CONSIGNE 1: Dans le texte sur les Tatars de Lituanie, reprenez le passage qui va de "Les années suivantes, plus" jusqu'à "royaume de Pologne-Lituanie." en remplaçant "régiments" par "escadrons".
CONSIGNE 2: D'après le texte sur les Tatars de Lituanie, qui a offert l'asile et des propriétés aux premiers membres de la communauté ?
CONSIGNE 3: Écrivez la suite du texte sur les Tatars de Lituanie, à partir de sa dernière phrase.

TEXTE FOURNI:
Les premiers membres de la communauté se sont installés dans le Grand-duché de Lituanie au XIV siècle. Cela s’est produit après que le Grand-Duc de Lituanie, Vytautas le Grand, leur ait offert l’asile et des propriétés en récompense de leurs efforts au combat contre l’Ordre Teutonique. Les Tatars sont souvent appelés Tatars baltiques. C’est un nom dérivé de l’ancien nom que les Tatars de Crimée donnaient à la Lituanie.
Les années suivantes, plus d’exilés tatars se sont installés dans la région. Au XVI siècle, selon les estimations, il y avait des centaines de milliers de Tatars. Les régiments de cavalerie légère tatars se sont battus aux côtés des Polonais lors de la Bataille de Grunwald. Ils l’ont aussi fait durant d’autres campagnes militaires majeures du royaume de Pologne-Lituanie.

LIGNES DE DONNÉES:

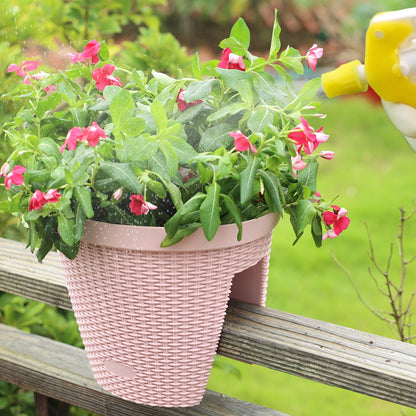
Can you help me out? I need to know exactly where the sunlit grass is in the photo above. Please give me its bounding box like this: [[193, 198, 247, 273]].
[[208, 98, 416, 416]]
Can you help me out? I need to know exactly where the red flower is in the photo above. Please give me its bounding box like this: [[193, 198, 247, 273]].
[[230, 130, 257, 153], [81, 40, 101, 64], [306, 43, 324, 72], [129, 194, 157, 215], [61, 127, 82, 153], [291, 153, 306, 177], [288, 117, 329, 155], [43, 189, 61, 203], [80, 121, 106, 147], [91, 64, 121, 91], [66, 40, 101, 64], [176, 88, 203, 111], [29, 189, 61, 211], [218, 48, 246, 71], [7, 61, 38, 77], [322, 205, 350, 240], [1, 165, 26, 190], [61, 121, 106, 153]]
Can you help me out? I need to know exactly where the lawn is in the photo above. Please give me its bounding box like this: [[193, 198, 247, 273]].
[[208, 97, 416, 416]]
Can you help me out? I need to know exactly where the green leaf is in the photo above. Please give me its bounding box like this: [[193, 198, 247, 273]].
[[123, 136, 159, 162], [269, 9, 282, 59], [311, 213, 322, 247], [74, 203, 87, 241], [169, 136, 197, 164], [247, 107, 273, 133], [74, 186, 94, 218], [216, 68, 253, 91], [110, 89, 134, 128], [192, 53, 203, 80], [257, 169, 283, 215], [183, 79, 220, 103], [69, 107, 87, 127], [279, 46, 304, 74], [230, 17, 250, 49], [198, 123, 234, 152], [207, 103, 247, 122], [296, 199, 316, 236], [238, 79, 254, 106], [163, 181, 183, 210], [220, 194, 243, 241], [150, 100, 168, 134], [240, 153, 260, 205], [160, 140, 179, 177], [58, 213, 75, 246], [219, 37, 249, 56], [160, 223, 201, 247], [95, 162, 143, 194], [298, 160, 319, 193], [165, 192, 205, 238], [199, 182, 221, 241], [98, 40, 109, 61], [38, 137, 62, 162], [287, 78, 321, 111], [103, 85, 123, 104]]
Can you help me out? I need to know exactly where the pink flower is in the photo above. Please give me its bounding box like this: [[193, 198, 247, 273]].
[[29, 189, 61, 211], [292, 153, 306, 177], [288, 117, 329, 155], [29, 189, 48, 211], [113, 188, 123, 201], [66, 40, 101, 64], [306, 43, 324, 72], [218, 48, 246, 71], [23, 71, 56, 92], [61, 121, 106, 153], [322, 205, 350, 240], [7, 61, 38, 77], [176, 88, 202, 111], [230, 130, 257, 153], [81, 40, 101, 65], [43, 189, 61, 203], [1, 165, 26, 190], [61, 127, 82, 153], [79, 121, 106, 147], [319, 150, 335, 160], [91, 64, 121, 91], [0, 163, 10, 176], [129, 194, 157, 215]]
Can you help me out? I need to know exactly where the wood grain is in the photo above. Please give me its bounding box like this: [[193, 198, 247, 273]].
[[0, 324, 287, 416], [0, 239, 416, 408]]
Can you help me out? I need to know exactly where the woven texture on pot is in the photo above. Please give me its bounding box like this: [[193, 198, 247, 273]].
[[61, 216, 271, 407]]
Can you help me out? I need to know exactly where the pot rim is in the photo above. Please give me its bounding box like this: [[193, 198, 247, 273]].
[[81, 213, 280, 252]]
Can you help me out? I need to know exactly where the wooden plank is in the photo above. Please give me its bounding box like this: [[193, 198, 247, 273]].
[[0, 239, 416, 408], [0, 324, 287, 416], [0, 238, 72, 310], [223, 303, 416, 408]]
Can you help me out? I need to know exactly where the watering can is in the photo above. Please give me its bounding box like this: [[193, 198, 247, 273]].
[[322, 7, 416, 151]]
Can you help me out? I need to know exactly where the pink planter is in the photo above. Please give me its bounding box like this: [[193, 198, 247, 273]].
[[61, 214, 278, 407]]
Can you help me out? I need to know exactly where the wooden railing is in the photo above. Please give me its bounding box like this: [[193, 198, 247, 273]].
[[0, 239, 416, 416]]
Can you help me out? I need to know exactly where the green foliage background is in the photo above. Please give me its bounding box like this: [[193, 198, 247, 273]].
[[0, 0, 416, 416]]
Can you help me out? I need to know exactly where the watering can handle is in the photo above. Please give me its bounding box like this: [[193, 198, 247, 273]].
[[322, 8, 416, 151]]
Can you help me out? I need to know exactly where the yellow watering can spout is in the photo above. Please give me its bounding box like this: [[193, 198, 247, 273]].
[[322, 60, 368, 98], [322, 7, 416, 150]]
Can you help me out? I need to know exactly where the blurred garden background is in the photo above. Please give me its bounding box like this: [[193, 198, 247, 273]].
[[0, 0, 416, 416]]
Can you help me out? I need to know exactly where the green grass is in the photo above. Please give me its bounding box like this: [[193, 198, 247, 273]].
[[208, 98, 416, 416]]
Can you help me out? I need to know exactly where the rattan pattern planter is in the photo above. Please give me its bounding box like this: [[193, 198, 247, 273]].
[[61, 214, 278, 407]]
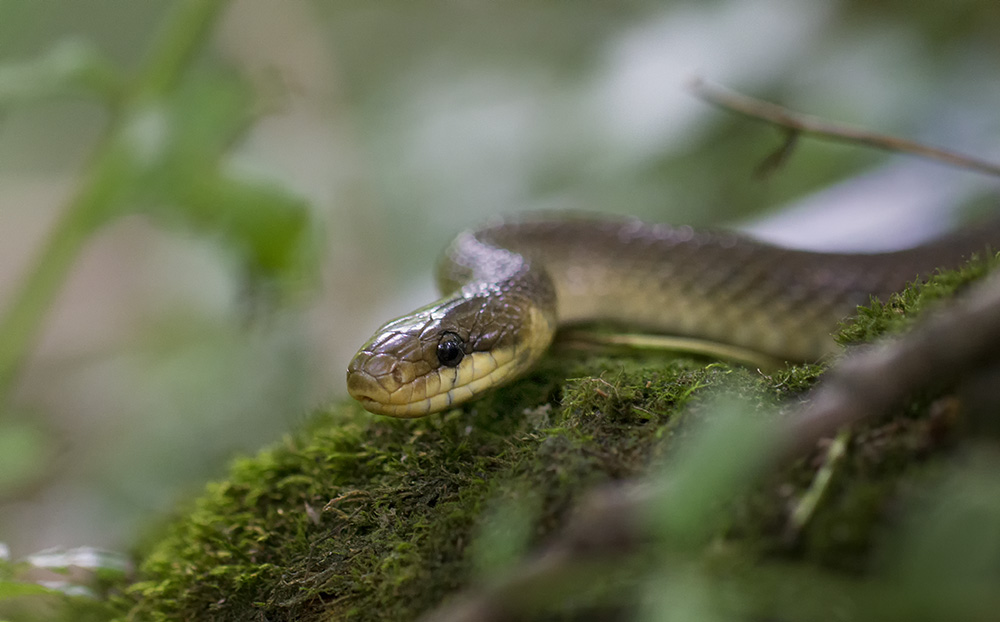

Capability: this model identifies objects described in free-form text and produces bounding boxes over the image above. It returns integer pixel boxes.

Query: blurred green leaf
[0,39,122,106]
[0,420,52,495]
[647,402,777,547]
[0,581,60,601]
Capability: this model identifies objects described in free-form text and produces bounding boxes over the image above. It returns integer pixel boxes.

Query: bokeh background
[0,0,1000,556]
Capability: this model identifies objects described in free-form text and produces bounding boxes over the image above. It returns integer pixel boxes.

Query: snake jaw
[347,298,555,418]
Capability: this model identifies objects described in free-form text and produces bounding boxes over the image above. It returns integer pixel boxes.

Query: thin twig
[689,79,1000,177]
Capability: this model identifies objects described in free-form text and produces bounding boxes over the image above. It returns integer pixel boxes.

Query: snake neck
[452,220,998,360]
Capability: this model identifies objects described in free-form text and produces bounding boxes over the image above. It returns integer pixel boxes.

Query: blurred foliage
[119,258,1000,622]
[0,0,319,502]
[0,0,1000,620]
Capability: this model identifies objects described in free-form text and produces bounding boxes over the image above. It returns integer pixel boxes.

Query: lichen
[119,260,996,621]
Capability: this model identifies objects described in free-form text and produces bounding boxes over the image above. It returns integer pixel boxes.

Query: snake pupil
[437,333,465,367]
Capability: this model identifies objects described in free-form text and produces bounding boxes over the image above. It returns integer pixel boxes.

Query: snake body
[347,219,1000,417]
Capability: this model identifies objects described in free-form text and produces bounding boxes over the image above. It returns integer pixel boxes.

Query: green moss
[836,254,1000,345]
[123,262,992,621]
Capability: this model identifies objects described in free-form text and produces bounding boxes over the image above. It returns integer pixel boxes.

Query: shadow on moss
[120,255,996,621]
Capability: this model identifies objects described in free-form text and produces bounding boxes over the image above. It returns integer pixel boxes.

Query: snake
[347,217,1000,417]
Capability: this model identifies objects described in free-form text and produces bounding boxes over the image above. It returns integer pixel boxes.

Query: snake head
[347,293,555,417]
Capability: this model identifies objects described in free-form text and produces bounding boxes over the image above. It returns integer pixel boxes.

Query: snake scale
[347,218,1000,417]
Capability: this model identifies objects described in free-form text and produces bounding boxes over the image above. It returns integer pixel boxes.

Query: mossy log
[123,255,989,621]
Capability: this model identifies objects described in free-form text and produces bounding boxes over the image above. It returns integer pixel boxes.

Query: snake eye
[437,333,465,367]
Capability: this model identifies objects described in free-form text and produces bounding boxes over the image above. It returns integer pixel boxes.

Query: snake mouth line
[347,348,522,418]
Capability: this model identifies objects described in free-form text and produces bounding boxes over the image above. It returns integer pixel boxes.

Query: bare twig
[690,79,1000,177]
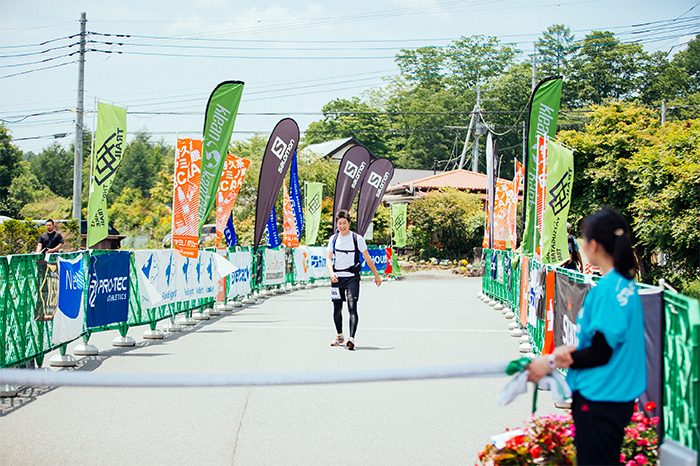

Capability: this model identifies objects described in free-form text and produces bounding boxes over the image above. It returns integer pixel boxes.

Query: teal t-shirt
[566,269,647,401]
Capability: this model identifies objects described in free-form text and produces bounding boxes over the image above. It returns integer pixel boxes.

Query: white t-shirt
[328,232,367,277]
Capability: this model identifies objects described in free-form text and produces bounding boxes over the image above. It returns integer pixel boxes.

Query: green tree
[31,143,73,198]
[0,125,24,217]
[535,24,576,77]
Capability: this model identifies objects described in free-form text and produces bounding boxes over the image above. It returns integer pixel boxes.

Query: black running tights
[333,299,360,338]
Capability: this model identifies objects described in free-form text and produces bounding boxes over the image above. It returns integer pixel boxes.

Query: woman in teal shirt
[528,209,646,466]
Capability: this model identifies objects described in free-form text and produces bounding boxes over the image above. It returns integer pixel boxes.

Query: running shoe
[331,335,345,346]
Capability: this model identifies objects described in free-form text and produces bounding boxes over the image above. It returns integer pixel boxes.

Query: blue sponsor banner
[87,251,130,327]
[360,248,388,273]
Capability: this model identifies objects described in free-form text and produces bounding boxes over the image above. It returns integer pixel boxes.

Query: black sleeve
[571,332,612,369]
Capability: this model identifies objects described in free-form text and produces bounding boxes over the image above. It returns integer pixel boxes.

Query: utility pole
[661,99,666,126]
[73,12,87,220]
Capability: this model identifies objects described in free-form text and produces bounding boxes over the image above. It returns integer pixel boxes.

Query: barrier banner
[197,81,243,236]
[172,138,202,257]
[253,118,299,251]
[87,102,126,247]
[304,181,322,246]
[51,254,85,345]
[520,256,530,325]
[554,274,591,346]
[228,251,253,299]
[360,248,388,274]
[309,246,330,278]
[134,250,178,309]
[522,77,562,253]
[356,159,394,236]
[333,145,372,219]
[86,251,131,327]
[293,246,311,282]
[216,154,250,247]
[542,141,574,264]
[282,185,299,248]
[262,249,285,286]
[542,270,556,354]
[34,260,58,320]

RÉPONSE FINALE 1:
Les années suivantes, plus d’exilés tatars se sont installés dans la région. Au XVI siècle, selon les estimations, il y avait des centaines de milliers de Tatars. Les escadrons de cavalerie légère tatars se sont battus aux côtés des Polonais lors de la Bataille de Grunwald. Ils l’ont aussi fait durant d’autres campagnes militaires majeures du royaume de Pologne-Lituanie.

RÉPONSE FINALE 2: Vytautas le Grand, Grand-Duc de Lituanie.

RÉPONSE FINALE 3:
La seconde vague de migration a eu lieu au XVII siècle. Elle s’est produite après une rébellion tatare. La cause: une paie tardive et des restrictions sur les droits et les libertés religieuses. En 1679, le roi Jean III Sobieski a rendu leurs privilèges aux Tatars. Il leur a aussi offert des propriétés dans l’est de la Pologne. L’un des villages donnés aux Tatars est Kruszyniany. C’est maintenant un centre de la vie des Tatars en Pologne, avec sa fameuse mosquée verte. Les siècles suivants, les Tatars ont combattu lors de la bataille de Vienne. Ils ont aussi soutenu les efforts pour regagner l’indépendance de la Pologne et de la Lituanie.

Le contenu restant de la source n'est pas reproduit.